- **Your goal**
Return each line in the rows below that contains the word "positive". Treat uppercase and lowercase letters as different.
[The data Boundary: Start]
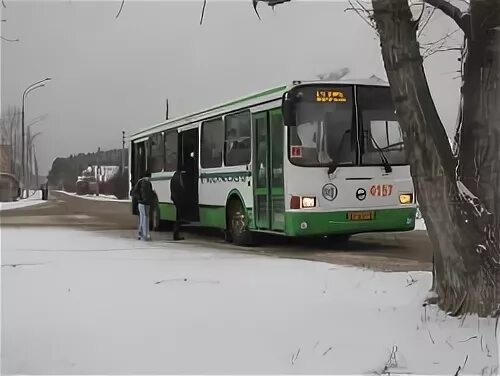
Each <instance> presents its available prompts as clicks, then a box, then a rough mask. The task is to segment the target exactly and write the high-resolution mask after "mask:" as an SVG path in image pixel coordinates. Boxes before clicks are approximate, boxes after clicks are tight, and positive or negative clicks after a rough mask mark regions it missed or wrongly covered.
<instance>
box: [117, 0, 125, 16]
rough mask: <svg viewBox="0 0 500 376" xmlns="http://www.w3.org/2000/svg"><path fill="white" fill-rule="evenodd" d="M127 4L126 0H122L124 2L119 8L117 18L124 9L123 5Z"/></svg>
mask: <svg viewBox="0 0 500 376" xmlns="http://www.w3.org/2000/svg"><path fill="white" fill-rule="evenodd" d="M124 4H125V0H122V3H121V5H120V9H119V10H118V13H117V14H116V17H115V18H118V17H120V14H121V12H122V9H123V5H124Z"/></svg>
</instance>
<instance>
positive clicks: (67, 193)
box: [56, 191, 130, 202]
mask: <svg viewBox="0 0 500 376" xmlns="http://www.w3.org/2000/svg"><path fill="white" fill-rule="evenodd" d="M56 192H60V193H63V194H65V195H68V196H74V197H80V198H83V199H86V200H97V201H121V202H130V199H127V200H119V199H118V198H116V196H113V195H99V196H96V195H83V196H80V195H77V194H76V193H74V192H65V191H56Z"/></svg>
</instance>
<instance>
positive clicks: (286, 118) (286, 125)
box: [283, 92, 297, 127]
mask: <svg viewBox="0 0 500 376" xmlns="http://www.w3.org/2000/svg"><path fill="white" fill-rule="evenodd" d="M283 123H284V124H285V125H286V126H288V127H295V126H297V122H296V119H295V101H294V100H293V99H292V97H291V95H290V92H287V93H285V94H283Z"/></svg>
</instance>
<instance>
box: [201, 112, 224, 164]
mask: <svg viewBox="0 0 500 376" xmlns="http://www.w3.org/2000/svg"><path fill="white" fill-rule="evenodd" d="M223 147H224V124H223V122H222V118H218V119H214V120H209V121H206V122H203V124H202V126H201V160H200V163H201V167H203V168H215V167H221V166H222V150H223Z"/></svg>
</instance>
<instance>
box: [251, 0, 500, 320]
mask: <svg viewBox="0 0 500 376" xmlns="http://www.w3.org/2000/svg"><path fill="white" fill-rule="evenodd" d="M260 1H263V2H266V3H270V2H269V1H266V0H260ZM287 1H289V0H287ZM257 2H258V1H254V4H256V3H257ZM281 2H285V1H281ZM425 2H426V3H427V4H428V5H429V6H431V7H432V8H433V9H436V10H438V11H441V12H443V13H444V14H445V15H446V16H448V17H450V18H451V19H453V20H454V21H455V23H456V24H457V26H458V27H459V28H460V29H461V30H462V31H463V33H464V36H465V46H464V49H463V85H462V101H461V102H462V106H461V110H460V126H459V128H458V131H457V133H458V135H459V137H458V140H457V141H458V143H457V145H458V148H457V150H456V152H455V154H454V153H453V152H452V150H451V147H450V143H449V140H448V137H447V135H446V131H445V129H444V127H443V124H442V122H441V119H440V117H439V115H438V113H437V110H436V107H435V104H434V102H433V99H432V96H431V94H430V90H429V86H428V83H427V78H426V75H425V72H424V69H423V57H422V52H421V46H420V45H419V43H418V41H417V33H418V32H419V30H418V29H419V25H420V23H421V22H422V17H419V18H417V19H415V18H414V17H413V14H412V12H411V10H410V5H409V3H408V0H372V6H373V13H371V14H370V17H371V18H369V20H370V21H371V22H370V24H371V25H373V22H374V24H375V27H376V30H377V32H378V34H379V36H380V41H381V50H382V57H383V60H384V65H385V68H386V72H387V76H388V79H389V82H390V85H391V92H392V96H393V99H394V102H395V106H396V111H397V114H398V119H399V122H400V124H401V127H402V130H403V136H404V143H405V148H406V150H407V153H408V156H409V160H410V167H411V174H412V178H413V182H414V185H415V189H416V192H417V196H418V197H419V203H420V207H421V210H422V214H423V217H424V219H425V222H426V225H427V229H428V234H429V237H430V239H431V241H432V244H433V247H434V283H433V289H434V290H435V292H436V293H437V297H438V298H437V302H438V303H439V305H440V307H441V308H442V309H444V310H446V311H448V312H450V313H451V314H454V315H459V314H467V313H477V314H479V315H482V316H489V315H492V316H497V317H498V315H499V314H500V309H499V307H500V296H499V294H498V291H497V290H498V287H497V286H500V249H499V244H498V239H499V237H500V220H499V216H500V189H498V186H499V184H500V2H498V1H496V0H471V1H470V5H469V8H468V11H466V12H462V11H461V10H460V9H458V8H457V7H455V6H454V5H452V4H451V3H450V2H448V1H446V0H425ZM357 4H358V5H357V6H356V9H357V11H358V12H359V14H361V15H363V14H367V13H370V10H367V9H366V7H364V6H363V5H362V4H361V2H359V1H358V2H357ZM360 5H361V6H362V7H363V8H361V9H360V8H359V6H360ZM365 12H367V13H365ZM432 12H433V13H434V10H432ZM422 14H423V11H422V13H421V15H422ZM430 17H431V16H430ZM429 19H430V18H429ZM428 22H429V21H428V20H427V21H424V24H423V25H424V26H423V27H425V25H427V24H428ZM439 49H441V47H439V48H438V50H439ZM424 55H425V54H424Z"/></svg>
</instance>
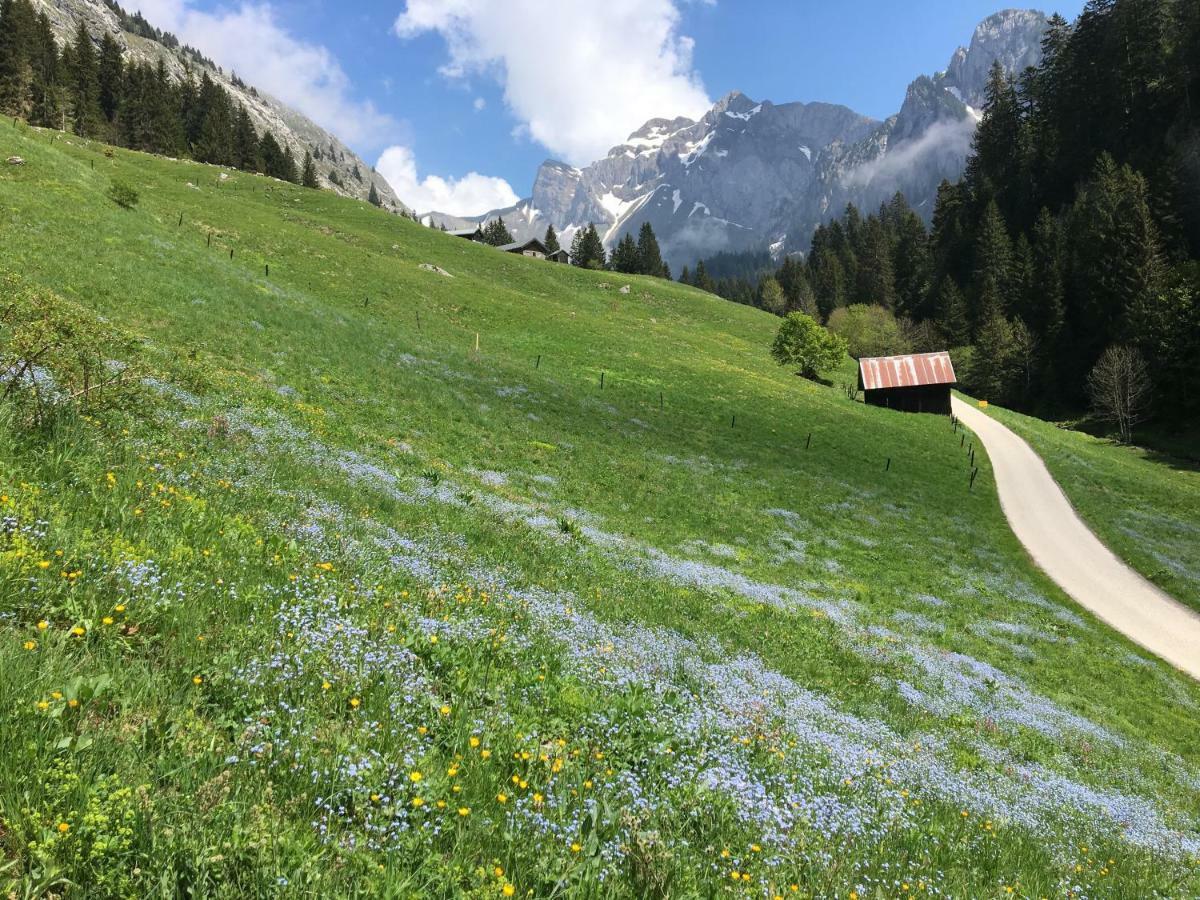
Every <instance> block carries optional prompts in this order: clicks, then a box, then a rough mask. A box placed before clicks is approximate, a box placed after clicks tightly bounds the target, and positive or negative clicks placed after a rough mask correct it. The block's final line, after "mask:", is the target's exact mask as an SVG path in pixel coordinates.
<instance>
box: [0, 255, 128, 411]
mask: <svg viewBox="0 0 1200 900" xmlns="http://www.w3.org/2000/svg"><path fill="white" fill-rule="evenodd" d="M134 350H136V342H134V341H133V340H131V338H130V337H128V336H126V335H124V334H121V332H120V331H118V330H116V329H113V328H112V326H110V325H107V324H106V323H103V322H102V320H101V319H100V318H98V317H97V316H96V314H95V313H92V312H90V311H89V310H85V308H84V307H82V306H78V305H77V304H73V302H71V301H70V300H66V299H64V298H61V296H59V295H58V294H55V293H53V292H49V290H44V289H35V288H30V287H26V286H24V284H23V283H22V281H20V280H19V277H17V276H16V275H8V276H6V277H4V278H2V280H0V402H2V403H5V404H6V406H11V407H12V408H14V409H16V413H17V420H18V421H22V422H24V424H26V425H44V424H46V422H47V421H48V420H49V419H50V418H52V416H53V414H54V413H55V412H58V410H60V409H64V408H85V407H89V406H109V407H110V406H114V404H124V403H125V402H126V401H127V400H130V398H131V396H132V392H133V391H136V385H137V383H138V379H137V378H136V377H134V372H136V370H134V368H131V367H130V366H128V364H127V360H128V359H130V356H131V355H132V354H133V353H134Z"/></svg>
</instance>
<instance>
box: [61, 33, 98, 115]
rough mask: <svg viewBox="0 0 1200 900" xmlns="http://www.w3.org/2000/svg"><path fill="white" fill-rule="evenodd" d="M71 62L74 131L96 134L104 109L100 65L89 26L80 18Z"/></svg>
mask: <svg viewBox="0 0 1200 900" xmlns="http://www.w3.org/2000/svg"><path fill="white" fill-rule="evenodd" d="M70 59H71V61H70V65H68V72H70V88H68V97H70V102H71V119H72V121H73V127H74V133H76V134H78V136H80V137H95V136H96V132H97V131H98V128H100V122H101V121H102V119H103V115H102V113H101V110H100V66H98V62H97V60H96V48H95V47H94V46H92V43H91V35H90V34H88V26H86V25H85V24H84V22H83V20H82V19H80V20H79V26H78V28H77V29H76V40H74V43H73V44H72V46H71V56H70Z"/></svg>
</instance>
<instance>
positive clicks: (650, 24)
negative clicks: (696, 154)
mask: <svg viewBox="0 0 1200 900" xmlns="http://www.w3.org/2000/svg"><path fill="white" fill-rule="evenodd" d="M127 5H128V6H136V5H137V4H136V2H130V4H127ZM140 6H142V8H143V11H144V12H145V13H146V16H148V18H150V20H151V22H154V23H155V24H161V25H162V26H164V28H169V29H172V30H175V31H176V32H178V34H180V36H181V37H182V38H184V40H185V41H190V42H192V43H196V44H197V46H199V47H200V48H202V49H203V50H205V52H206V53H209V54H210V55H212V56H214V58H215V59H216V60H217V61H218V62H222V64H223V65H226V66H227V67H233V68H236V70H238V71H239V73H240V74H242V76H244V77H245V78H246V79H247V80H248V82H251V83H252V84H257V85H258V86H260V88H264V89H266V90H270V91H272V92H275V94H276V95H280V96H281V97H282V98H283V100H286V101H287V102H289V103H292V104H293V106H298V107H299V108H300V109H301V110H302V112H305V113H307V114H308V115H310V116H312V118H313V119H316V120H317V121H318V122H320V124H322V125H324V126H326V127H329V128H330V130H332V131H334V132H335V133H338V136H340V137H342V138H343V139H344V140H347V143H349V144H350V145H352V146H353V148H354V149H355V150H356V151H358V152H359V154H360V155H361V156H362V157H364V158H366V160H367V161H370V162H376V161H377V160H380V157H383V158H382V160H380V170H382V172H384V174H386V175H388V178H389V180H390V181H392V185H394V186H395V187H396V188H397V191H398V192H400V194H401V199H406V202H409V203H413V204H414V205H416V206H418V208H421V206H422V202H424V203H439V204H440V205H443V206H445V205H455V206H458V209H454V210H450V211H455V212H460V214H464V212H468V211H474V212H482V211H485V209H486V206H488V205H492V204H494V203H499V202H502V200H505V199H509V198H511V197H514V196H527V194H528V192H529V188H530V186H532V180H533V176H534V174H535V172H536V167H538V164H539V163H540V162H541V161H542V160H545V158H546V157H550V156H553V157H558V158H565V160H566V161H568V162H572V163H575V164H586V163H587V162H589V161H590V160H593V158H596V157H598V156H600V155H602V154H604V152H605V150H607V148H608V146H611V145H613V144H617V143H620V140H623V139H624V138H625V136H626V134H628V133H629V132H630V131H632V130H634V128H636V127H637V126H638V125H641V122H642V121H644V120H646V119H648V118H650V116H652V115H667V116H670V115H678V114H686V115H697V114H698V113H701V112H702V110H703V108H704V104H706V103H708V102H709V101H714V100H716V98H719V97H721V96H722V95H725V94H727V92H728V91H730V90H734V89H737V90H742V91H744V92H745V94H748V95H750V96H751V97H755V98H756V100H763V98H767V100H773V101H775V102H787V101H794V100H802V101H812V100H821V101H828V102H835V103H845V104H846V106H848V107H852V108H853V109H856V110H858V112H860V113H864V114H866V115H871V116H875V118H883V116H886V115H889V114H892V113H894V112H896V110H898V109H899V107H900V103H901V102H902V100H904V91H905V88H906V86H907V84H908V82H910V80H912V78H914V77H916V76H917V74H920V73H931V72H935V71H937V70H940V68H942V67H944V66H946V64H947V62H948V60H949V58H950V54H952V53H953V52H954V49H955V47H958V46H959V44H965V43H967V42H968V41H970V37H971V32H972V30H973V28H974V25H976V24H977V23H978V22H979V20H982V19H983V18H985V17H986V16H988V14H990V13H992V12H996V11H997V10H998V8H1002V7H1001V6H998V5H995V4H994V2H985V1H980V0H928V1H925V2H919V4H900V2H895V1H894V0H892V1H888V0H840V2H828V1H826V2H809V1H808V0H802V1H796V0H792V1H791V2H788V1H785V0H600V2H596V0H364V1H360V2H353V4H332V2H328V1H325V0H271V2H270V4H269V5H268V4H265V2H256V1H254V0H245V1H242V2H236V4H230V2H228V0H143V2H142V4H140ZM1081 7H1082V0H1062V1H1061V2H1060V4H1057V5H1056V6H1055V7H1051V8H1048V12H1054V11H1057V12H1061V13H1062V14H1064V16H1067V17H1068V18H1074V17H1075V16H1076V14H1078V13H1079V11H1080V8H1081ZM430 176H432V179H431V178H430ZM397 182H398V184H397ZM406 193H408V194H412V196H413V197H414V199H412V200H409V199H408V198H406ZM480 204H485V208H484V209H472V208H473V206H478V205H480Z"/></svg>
[The data Boundary: End]
- **Answer space**
Each <instance> presents its available prompts as clicks, then a box, then a rough mask. The task is to segment the target exactly and write the high-resolution mask after "mask:" as an SVG path in image pixel coordinates. Boxes before clicks are approximate, boxes after clicks are tight, and positive or negative clicks after a rough mask mark regions it missed or wrongly covered.
positive clicks: (67, 193)
positive clicks: (286, 118) (286, 125)
Every <instance> block carries optional prompts in this order: clicks, then a box, then a rough mask. A box placed before clicks is approximate, a box placed after clicks tightly bounds the target, and positive or negative clicks placed after a rough mask correct it. The block's final line, after "mask:", is the target's exact mask as an SVG path in pixel coordinates.
positive clicks: (650, 24)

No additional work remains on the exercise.